Quoted passage
■ ■ ■
Somatics

Our faculty exemplify the best of embodied therapeutic practitioners. This section explains the deeper meaning of somatic practice and introduces the main approaches we bring to our clinical work.

Somatics is a general term that refers to the broadest set of practices that integrate the awareness of our internal sensations, body structure and movement, emotions, thoughts and identities into a unified approach to personal transformation. Going beyond the simple reference to soma, somatics share the common notion that our bodies and minds are integrated into a body-mind system.  Somatic practitioners work from the perspective that while we live in our bodies, our bodies exist in contexts that are larger, relational and influential.

And context is consequential. The contexts of our lives have immediate and substantial impact on the way we experience ourselves as people. That is to say, the historical, cultural, social, familial and relational contexts condition the way we experience ourselves and influence how we interpret the world around us. Add the social forces of gender, race and class and we identify the primary influences on the development of our personal identities. The weight of these factors takes its toll on our body-mind system.

By making the larger contextual factors explicit and proper objects to consider, somatics fosters not only the potential for personal transformation, but also for social transformation. Not by setting a political agenda, but by recognizing that the larger body politic affects the personal politics of everyday life. And that can be felt in the body and reflected on through the mind. To be successful, psychotherapy must address the implicit information held in the body along with the beliefs that reinforce it.

Body psychotherapy approaches both the implicit messages from the body and explicit beliefs by bringing the body back into the psychotherapeutic process. Body psychotherapists share the fundamental assumption that the body-mind system forms the whole human being and that by observing the body in the present moment, we can gain access to the lifetime of experience it expresses but cannot articulate with words. Relational body psychotherapy goes further to suggest that the relational field during psychotherapy sessions shifts the dynamics from two bodies interacting with each other to a single energetic body formed through the interaction between the two. This relational dynamic provides a comprehensive approach to exploring the body-mind system.
■ ■ ■
Record set
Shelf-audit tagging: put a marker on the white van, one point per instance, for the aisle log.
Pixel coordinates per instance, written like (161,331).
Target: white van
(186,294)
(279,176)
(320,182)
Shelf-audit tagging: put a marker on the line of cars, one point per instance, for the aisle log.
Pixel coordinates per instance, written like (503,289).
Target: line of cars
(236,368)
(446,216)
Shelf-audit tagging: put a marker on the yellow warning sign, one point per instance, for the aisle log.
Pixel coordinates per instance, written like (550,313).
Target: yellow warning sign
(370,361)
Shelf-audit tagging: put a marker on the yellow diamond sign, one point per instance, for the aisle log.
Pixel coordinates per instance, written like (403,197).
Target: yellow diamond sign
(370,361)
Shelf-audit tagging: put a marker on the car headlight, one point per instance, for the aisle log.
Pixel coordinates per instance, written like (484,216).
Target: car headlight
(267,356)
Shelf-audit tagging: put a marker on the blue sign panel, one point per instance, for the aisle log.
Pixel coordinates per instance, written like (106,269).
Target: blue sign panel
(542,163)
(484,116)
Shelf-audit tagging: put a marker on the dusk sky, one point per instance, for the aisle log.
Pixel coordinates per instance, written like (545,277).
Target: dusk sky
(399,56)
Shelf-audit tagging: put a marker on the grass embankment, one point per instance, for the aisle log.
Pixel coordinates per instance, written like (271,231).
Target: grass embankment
■ ■ ■
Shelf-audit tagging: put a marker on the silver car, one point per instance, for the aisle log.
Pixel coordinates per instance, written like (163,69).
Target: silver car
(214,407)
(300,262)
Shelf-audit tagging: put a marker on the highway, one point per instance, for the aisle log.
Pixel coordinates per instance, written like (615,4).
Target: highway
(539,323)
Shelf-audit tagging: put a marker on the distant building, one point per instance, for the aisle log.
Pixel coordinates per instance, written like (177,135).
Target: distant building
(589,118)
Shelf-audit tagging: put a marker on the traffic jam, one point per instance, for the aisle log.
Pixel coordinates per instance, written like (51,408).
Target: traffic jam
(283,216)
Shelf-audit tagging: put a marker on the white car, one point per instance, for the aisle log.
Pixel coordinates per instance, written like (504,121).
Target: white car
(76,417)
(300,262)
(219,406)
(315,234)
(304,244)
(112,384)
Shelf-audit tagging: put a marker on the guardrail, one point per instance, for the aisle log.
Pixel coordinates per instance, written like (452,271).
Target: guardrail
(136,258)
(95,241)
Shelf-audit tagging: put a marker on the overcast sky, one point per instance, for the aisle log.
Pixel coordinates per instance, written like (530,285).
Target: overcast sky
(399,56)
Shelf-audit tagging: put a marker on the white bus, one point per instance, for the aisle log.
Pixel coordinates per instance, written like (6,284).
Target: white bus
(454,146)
■ ■ ■
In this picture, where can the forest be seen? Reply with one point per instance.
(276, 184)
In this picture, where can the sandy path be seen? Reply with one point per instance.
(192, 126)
■ ■ ■
Work required
Answer these questions from the Somatics page:
1. Which three social forces are named as part of the primary influences on the development of personal identities?
2. What must psychotherapy address in order to be successful?
3. In relational body psychotherapy, the dynamics shift from two bodies interacting with each other to what?
The rows are independent material, unrelated to the Somatics page.

Reply
1. Gender, race and class.
2. The implicit information held in the body, along with the beliefs that reinforce it.
3. A single energetic body formed through the interaction between the two.